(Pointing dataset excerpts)
--- BEGIN ---
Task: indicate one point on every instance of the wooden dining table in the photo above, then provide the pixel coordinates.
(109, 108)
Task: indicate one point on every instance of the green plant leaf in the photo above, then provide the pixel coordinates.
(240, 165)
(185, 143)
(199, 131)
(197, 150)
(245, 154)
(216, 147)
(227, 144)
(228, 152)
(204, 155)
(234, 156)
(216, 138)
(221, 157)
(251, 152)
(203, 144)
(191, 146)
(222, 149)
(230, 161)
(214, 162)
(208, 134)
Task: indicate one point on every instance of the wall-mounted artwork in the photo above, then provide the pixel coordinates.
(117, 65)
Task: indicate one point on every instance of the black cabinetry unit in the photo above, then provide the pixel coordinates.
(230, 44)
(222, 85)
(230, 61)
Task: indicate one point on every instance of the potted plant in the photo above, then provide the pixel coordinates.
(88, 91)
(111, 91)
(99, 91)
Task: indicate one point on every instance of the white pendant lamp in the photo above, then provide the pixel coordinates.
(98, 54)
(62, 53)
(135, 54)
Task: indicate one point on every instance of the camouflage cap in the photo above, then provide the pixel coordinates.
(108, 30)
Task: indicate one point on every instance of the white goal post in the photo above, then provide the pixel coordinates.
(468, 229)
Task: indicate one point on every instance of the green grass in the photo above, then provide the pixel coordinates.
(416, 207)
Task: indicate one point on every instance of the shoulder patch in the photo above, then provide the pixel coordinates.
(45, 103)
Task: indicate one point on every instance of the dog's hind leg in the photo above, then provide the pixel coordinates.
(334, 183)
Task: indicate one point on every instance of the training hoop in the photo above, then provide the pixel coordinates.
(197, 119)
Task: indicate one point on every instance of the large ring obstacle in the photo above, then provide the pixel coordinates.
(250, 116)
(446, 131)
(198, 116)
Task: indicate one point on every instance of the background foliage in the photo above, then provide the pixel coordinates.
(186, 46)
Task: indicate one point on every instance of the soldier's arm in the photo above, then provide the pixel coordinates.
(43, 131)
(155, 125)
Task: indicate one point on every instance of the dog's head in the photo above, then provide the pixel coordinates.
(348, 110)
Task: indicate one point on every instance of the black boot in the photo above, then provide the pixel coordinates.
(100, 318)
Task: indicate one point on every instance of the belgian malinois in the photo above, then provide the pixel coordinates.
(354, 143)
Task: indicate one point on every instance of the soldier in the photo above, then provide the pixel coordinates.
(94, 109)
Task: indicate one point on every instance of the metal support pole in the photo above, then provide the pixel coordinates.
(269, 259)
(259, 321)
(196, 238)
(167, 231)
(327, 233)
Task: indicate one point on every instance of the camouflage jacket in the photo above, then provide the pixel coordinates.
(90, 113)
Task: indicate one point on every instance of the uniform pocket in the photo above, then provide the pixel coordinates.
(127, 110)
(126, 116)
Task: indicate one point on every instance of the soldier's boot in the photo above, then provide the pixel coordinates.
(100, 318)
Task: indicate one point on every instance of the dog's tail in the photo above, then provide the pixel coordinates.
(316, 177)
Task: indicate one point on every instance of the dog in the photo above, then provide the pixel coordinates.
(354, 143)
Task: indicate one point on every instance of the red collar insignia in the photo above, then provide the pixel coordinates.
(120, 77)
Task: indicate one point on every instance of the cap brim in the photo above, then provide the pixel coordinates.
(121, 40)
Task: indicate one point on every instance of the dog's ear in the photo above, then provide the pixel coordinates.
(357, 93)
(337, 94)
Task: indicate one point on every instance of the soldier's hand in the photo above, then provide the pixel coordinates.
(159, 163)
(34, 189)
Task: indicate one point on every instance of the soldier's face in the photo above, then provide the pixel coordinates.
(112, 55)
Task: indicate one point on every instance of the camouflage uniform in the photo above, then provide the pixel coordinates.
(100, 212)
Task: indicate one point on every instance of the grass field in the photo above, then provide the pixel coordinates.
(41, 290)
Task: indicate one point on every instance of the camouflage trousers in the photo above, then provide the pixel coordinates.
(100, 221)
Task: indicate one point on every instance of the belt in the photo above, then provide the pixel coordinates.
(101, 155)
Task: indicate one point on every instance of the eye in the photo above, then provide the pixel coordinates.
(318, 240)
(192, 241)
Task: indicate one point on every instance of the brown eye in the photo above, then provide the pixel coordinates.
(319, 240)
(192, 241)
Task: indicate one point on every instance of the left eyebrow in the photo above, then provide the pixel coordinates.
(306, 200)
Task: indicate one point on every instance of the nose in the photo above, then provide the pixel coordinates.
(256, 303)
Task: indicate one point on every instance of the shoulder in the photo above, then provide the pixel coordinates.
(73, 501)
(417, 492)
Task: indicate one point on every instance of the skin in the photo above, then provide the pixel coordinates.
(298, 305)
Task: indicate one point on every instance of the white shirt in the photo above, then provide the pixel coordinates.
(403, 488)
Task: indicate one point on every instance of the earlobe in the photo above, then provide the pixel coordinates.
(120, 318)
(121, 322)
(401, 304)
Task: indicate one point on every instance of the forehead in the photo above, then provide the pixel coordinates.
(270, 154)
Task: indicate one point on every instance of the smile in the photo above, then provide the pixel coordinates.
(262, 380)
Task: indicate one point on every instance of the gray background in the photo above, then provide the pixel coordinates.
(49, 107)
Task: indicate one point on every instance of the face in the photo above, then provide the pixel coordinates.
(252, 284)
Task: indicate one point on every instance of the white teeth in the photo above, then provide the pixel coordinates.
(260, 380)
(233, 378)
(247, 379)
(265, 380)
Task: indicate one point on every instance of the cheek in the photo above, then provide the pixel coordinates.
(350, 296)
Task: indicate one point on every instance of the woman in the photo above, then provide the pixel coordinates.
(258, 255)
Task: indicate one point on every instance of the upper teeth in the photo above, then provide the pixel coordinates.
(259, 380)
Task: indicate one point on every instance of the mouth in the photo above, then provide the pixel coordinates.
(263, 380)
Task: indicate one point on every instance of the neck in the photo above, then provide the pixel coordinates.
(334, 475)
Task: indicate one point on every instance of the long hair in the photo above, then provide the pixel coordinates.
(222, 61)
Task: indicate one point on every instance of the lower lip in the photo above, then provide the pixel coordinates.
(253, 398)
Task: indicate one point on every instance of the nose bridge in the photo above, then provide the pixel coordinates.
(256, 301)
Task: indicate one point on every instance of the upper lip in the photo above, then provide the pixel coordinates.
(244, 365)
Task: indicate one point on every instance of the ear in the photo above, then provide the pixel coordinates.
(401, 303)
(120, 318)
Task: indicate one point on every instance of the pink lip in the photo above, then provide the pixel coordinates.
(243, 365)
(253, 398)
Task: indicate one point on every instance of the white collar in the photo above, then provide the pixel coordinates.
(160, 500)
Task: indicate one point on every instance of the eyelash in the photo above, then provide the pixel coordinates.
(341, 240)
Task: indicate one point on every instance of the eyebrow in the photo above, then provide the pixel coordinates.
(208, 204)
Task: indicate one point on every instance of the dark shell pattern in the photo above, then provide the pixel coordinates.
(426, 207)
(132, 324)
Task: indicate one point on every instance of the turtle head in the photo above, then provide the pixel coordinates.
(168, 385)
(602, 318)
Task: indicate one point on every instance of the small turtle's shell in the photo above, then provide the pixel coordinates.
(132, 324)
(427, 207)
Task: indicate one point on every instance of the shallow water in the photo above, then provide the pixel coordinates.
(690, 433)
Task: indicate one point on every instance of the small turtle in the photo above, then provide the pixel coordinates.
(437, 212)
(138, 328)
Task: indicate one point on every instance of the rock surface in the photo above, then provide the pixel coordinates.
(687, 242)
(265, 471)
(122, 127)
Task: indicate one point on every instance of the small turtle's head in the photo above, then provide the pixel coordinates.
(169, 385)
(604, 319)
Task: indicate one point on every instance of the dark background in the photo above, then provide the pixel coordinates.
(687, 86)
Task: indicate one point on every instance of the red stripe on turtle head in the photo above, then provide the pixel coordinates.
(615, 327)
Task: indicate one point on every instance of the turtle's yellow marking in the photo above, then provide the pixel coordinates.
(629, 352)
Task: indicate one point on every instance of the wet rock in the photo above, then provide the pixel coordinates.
--- END ---
Exercise details
From the "small turtle's shell" line to the close of the listing, restate each line word for word.

Answer to the problem
Task: indicate one point on every instance of the small turtle's shell in the photo above, then provide the pixel coordinates.
(132, 324)
(427, 207)
Task: indicate one point on every instance of the shallow water in the photo above, then provide the pixel coordinates.
(690, 433)
Task: indicate one point on every instance of the small turtle in the photo above, then provide the pixel coordinates.
(437, 212)
(138, 328)
Task: indicate one point on every instance of the rock surface in the photo above, then provide the pixel coordinates.
(687, 242)
(265, 471)
(122, 127)
Task: indicate one point on every instance of the small turtle's head in the photo above, then provide the pixel coordinates.
(169, 385)
(604, 319)
Task: indicate one point on every instance of the dark background in the photo above, then provide the pixel coordinates.
(687, 86)
Task: indicate one point on every instance of the red stripe on turtle head in the photo above, then provide the pixel coordinates.
(615, 327)
Task: indicate one point on every instance of the turtle's yellow marking in the photo above, then provide the pixel coordinates.
(629, 352)
Task: indicate one point on every instance of the wet rock in the photo above, then provide the pixel coordinates.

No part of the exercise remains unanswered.